=== Written problem 1 ===
In the passage describing the night illumination, what figure stands atop the Column of Progress?

*** Quoted passage

Then the ray of a searchlight falls on the Bowman atop the Column of
Progress, silhouetting that heroic figure in the night as though he
floated at a great height above the earth. Beams from other searchlights
cause the Nations of East and West to stand out with startling
distinctness on their triumphal arches; the great bulls of the Court of
Seasons glow against the night; the golden fires are lighted in the
Court of Ages. The tall masts around the palaces softly illuminate the
walls. First one side and then another of the Tower of Jewels is bathed
in white light, until the Tower stands out in ghostly radiance. Two
slender shafts of light shoot upward on either side of the globe atop
the Tower and stand there, symbols of pure aspiration reaching to the
heavens. Behind it all the huge and many-colored fan of the Scintillator
opens in gorgeous color in the northern sky.

******

=== Written problem 2 ===
Locate every line of the records that contains the string "dashboard". Case counts.

*** Data records

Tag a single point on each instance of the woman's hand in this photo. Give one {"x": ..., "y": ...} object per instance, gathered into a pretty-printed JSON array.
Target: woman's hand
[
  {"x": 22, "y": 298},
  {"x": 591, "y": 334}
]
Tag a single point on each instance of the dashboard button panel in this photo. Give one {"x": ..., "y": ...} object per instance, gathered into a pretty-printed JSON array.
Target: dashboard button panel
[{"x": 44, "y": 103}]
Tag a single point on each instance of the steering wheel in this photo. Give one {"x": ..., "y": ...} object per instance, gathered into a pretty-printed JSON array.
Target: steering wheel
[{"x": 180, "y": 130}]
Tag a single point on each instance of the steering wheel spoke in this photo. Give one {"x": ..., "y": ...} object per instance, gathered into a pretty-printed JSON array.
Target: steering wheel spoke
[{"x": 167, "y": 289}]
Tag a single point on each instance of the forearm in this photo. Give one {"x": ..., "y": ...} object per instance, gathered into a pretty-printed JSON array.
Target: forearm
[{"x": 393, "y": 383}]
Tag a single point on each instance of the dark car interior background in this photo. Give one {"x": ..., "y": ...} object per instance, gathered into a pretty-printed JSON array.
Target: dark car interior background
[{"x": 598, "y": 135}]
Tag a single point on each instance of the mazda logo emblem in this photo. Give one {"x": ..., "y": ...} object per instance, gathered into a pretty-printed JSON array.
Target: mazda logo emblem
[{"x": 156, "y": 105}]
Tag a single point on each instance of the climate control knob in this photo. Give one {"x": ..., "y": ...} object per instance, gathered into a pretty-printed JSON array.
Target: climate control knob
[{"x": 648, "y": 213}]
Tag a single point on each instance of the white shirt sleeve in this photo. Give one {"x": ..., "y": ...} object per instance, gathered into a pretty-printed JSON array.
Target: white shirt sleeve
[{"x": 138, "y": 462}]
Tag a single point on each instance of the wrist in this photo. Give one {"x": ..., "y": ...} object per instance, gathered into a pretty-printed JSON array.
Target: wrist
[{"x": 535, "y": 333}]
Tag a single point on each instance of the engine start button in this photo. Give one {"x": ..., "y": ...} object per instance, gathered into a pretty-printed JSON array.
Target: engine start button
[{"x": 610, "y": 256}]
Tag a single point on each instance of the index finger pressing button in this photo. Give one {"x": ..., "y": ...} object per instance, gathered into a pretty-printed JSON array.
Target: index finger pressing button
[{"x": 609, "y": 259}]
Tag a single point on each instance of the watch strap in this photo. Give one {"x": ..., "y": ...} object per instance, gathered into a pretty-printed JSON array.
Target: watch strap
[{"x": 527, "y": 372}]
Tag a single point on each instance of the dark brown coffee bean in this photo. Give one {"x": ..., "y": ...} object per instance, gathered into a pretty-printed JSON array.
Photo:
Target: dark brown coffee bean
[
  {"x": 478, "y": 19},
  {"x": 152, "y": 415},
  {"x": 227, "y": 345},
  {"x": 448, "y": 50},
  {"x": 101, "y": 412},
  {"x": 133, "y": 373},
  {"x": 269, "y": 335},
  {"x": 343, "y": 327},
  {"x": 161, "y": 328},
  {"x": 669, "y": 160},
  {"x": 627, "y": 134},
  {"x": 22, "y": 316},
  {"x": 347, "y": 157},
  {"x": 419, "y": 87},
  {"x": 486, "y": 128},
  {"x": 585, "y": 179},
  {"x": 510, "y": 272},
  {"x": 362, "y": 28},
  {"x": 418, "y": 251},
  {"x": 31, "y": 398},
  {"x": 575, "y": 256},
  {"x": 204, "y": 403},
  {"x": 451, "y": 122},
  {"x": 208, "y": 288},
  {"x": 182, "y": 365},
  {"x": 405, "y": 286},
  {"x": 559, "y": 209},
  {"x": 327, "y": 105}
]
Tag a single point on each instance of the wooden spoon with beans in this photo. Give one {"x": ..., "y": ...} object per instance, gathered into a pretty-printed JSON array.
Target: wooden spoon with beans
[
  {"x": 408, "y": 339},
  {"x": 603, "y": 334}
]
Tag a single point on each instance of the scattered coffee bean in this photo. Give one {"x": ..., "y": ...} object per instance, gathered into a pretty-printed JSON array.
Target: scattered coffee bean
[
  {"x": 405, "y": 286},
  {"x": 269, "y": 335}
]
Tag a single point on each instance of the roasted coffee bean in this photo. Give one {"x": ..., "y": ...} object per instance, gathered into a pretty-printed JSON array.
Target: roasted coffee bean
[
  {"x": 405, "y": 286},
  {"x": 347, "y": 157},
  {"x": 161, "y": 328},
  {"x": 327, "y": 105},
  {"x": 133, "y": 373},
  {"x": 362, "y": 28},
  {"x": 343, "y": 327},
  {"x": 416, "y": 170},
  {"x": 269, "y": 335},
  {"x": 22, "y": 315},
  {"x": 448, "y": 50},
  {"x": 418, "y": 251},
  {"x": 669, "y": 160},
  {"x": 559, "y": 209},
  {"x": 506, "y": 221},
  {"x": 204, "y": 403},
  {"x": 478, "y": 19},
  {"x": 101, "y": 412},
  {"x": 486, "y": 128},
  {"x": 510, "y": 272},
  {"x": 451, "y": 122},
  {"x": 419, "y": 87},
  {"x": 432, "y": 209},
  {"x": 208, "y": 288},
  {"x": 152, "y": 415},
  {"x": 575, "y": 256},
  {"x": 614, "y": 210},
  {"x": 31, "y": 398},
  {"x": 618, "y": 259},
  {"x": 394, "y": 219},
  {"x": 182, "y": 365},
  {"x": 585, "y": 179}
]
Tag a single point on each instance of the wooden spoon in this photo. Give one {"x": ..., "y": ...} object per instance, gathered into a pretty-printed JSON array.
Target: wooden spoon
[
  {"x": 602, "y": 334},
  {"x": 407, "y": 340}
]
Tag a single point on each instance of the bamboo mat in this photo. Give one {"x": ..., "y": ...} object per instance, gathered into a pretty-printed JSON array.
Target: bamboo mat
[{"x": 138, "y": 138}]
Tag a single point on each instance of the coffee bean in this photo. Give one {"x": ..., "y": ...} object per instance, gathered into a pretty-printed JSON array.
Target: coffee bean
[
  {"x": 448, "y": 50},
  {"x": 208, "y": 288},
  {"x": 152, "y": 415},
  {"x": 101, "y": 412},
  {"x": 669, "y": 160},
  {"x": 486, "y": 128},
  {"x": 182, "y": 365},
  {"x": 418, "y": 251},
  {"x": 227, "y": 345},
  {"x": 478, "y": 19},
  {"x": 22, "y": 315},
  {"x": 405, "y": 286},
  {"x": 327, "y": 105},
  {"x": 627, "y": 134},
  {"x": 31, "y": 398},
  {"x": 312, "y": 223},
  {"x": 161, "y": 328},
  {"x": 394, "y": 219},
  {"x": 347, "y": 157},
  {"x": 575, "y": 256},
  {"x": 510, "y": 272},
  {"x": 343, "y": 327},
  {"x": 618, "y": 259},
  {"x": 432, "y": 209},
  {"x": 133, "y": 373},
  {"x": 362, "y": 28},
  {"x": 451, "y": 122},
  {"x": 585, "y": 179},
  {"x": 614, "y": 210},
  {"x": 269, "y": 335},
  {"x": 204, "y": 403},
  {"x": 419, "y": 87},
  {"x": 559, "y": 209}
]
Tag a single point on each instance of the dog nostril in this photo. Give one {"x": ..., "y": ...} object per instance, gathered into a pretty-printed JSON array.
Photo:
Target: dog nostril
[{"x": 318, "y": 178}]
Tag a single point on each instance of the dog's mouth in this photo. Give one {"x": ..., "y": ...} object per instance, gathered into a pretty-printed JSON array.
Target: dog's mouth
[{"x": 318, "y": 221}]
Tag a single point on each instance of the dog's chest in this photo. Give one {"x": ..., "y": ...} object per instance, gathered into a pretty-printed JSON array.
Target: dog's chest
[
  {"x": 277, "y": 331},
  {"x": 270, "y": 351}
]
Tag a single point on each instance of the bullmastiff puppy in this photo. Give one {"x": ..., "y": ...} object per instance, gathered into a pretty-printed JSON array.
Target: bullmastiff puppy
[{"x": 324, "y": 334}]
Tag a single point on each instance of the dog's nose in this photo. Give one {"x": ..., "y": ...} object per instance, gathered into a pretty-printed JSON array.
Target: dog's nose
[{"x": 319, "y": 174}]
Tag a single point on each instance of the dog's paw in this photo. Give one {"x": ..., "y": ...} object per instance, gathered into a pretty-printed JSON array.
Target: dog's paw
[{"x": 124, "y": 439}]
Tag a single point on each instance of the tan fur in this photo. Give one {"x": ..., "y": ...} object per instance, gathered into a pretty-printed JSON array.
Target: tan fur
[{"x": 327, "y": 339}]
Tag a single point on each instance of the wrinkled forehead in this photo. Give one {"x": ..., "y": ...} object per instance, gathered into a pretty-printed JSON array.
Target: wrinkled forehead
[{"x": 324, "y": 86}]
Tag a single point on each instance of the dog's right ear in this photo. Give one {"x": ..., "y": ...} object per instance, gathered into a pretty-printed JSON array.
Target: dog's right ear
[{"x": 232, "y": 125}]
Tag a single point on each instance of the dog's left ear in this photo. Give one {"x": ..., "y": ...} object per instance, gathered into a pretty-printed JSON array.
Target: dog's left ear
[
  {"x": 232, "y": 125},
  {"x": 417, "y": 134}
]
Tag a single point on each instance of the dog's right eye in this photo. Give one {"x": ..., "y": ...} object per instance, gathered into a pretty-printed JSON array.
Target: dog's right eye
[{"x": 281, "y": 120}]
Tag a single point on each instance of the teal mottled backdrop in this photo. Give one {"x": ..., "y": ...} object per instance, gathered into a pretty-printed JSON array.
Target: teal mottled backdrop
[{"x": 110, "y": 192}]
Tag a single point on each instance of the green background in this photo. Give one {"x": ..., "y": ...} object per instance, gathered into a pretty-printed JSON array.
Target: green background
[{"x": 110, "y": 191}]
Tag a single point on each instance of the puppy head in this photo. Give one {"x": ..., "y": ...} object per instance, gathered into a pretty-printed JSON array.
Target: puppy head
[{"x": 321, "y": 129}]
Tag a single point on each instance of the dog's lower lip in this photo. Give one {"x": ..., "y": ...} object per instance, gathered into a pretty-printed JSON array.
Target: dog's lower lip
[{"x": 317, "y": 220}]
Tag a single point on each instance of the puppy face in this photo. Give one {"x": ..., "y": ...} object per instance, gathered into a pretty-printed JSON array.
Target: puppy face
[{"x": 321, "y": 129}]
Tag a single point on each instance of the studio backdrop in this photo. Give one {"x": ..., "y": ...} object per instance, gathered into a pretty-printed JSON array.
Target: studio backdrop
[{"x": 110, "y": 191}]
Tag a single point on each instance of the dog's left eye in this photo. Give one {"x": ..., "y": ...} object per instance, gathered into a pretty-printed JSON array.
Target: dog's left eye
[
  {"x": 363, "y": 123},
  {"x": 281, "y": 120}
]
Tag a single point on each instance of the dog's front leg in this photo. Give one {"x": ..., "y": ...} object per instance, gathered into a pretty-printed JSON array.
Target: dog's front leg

******

=== Written reply 1 ===
The Bowman.

=== Written reply 2 ===
Tag a single point on each instance of the dashboard button panel in this photo. Give one {"x": ..., "y": ...} object per instance, gathered into a pretty-printed JSON array.
Target: dashboard button panel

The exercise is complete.